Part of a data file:
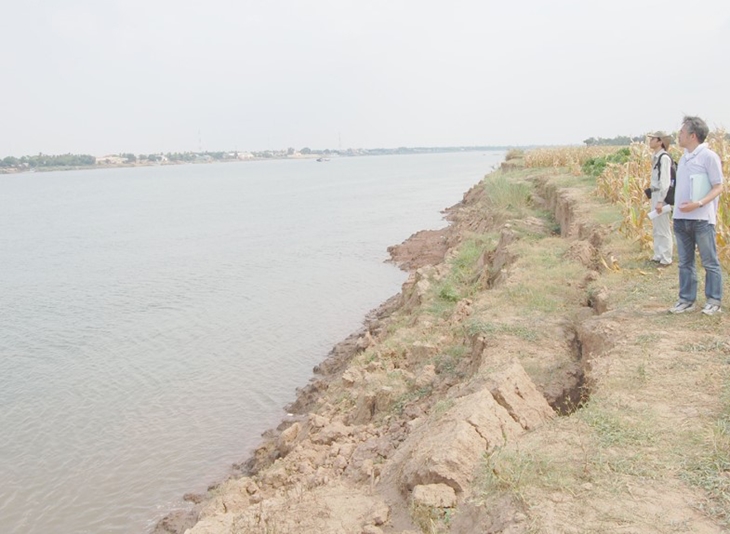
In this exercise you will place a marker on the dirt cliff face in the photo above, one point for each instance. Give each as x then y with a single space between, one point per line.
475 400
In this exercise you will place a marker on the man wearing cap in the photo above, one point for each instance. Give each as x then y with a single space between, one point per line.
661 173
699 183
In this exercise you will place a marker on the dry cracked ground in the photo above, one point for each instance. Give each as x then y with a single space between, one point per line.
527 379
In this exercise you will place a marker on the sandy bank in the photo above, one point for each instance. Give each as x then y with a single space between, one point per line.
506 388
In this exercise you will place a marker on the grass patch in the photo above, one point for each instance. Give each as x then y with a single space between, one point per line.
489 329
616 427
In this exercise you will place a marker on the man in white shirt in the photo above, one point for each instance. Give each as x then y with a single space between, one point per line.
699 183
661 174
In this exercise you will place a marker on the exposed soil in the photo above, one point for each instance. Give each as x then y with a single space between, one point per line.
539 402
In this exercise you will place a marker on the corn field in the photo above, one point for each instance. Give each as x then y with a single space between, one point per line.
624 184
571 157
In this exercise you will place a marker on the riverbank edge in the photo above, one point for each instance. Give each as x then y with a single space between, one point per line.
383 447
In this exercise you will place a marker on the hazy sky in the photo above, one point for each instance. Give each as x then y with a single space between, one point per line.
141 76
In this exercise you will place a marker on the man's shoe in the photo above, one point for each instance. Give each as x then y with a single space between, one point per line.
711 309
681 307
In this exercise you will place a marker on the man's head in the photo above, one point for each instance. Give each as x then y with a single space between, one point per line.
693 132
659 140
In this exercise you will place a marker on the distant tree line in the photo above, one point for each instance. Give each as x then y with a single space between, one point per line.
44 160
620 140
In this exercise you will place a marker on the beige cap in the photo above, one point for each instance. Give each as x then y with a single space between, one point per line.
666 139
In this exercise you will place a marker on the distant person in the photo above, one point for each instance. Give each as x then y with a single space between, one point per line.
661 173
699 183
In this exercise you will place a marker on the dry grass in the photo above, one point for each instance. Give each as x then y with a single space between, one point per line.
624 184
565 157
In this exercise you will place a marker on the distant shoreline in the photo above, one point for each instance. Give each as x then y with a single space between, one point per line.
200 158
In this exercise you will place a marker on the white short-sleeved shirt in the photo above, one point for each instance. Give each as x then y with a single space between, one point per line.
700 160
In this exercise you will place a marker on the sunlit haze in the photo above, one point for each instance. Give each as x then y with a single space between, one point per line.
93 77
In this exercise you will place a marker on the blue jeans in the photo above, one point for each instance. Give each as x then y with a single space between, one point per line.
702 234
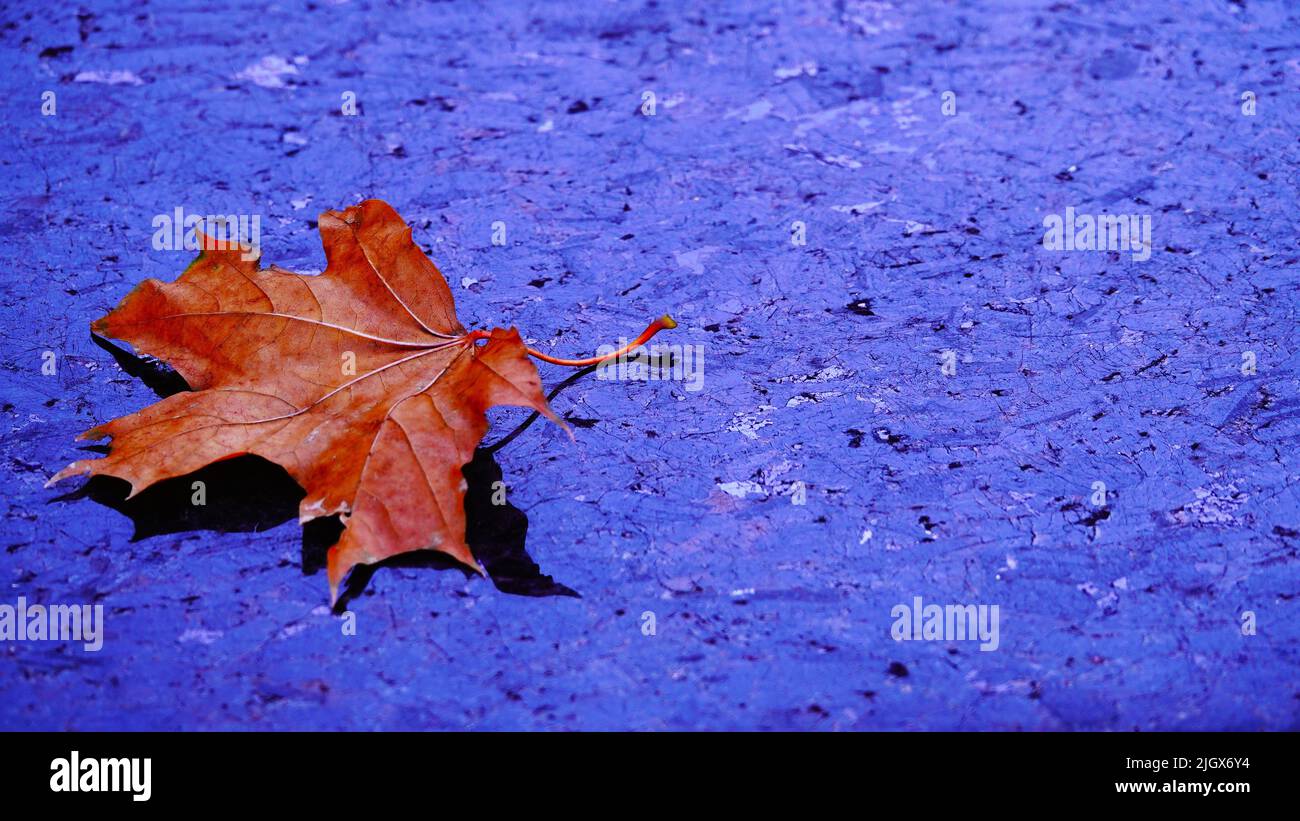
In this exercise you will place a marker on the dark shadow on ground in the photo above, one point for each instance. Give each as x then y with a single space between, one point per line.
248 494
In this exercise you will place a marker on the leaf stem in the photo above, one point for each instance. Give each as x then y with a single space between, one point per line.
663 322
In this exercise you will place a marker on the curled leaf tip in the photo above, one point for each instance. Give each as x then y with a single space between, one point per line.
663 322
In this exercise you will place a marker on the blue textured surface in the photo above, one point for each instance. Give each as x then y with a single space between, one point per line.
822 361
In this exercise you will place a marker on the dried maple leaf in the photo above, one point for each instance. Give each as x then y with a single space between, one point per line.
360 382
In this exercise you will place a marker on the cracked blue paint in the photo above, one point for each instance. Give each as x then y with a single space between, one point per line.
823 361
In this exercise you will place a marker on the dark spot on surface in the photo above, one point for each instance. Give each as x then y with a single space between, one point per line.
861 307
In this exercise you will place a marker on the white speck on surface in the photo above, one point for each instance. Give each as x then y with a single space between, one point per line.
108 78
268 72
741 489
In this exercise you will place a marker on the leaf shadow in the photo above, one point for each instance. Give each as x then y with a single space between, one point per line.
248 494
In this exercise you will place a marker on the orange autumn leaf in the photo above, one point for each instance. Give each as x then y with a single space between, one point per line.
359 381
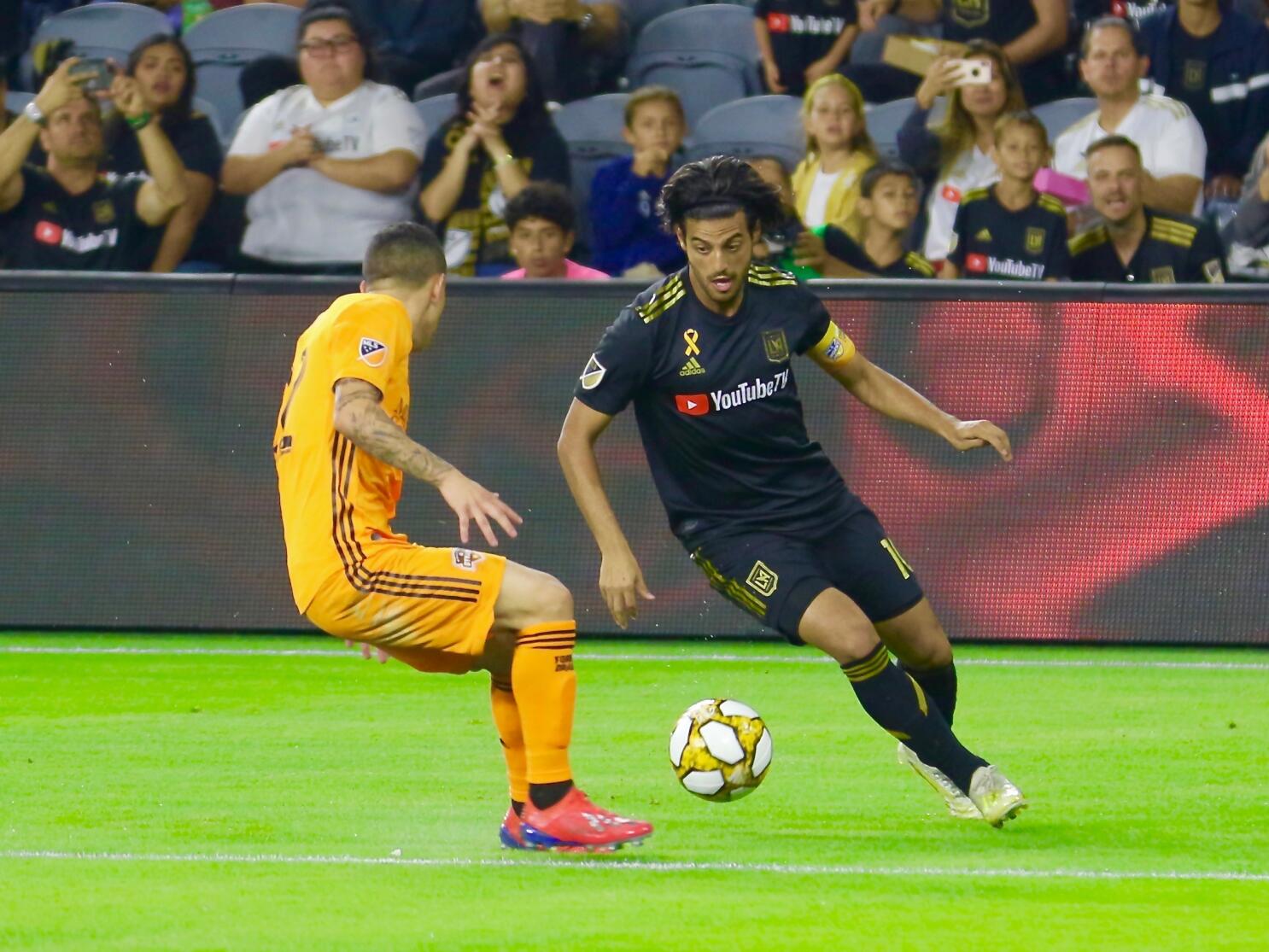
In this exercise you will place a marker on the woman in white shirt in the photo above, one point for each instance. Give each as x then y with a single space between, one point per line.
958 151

● **Work required**
Omit any images, then output the listing exactly.

● **Exercise solution**
In this exercise you will place a marker on the dirt cliff face in the photo above, one point for each instance. Give each as x then y with a single space between, one point per line.
475 400
In this exercise you will place a marker on the man wearing cap in the photo above, one point for each instance. Give each as x then y with a single space between, one point per line.
661 173
699 183
In this exercise you will place a marker on the dry cracked ground in the photo above, one point for each instance. Give each as x then y with a single space between, one point per line.
527 379
In this exercise you will place a marker on the sandy bank in the photo above, one point for each instance. Give each as x then y with a single space between, one point per line.
506 388
In this exercise you will place a marker on the grass patch in the photo above, one point for each instance. Give each as x then y with a single space between, one point per line.
489 329
616 427
In this exercise you will place a marker on the man in white shirt in the photo above, one point for each instance. Give each as x then y with a single space between, one point per line.
699 183
661 174
In this exercise you will place a marker on the exposed soil in the photo above, one point for each instance. Give each as x then y with a single space between, one point per line.
539 402
In this exercise you will place a marker on the corn field in the photo above, one point for each instance. Give each as x then y with a single space between, one point per line.
624 184
571 157
In this exercise you will place a marker on the riverbank edge in the photo above, one point for each instance. Give each as x then y with a single space between, one point per line.
383 447
In this exercise you will place a marker on the hazy sky in the photo above, one point for each instance. Give each as x then y with a single space between, one point per line.
141 76
In this exercise you will place a marker on the man's shoe in the photo above, one point for each instance. Give each as x then y with a single space between, one point per line.
711 309
681 307
In this exercise you will place a marker on the man's head in the photo above, one point for each instance. Give each as x then y with a single space between, one point per line.
693 132
659 140
In this exercise you will place a marker on the distant tree line in the photo above, one point for each instance. Give each as x then y with a single space between, one point per line.
44 160
620 140
In this exercise you will place a marker on the beige cap in the photo above, one point for each instance. Give each as x then y with a single space between, one point per line.
666 139
In this exercise you will place a marker on the distant person in the photo above, one point for each instance. Give each as x then y with a single space between, one point per line.
661 173
699 183
In this exercise you will place a marker on the dry grass in the photo above, one point for each instance. Give each as x then y with a single space between, one point per line.
624 184
565 157
In this exercise you will place a marker on the distant shoreline in the photo above, one point for each instance. Give each as x then y with a single space between, one point per line.
200 158
In this exercise you will place a marker on the white short-sleeved shirt in the photo above, one point for each instance. Give each as x then y with a single space between, one point per line.
700 160
In this exercise you will place a marker on the sunlit haze in the photo above, one point for each instance. Give each as x then y with a single space between, one point per line.
93 77
In this exercise you will place a marker on the blue jeans in the photo above, one point for each instance. Give each as x then y with a single space between, one point per line.
702 234
In this exercise you will place a marker on the dark shadow on ground in the photo above, one point for each instance. Give each as x then y with a single space between, one point per line.
248 494
In this exercise you will place a marker on the leaf stem in the photo above, one point for each instance. Give each as x then y with a single space between, one point per line.
663 322
In this exercise you will place a marker on the curled leaf tip in the photo above, one point for each instance. Give each as x then y with a single space between, one point per line.
663 322
In this exercise you will place a marker on the blue textured surface in the photo above, one point for each instance. Give each as x then y with a single space between, one point per line.
822 361
In this exercise you will place a marker on the dried maple leaf in the photo above, one point for each instance. Give each as x then y with a single space between, one point per line.
360 382
In this exercise you will place a marker on the cracked blue paint in the photo above, one point for each instance. Give each as x then y with a single space between, one point per line.
823 361
In this exercise you will place a marker on the dark spot on surface in the photo above, one point for each instance. Give each as x then y with a single space between, one point per line.
861 307
In this exercise you will place a marker on the white speck on surface in the photo above, one point for each instance. Give each as x then y with a single space between, one point per line.
108 78
268 72
741 489
In this exercise you will place a marker on the leaf shadow in the photo above, one point for each instance. Give each as x then y with a single space between, one point per line.
248 494
In this exercise you will place a marker on the orange autumn leaf in the photo above, one point for each instance. Give each as x then y with a single space between, one point per line.
359 381
In this exercise you will place a marker on the woman in white shirt in the photo above, one point for each instance. Give each as x then y with a single space between, one point per line.
958 151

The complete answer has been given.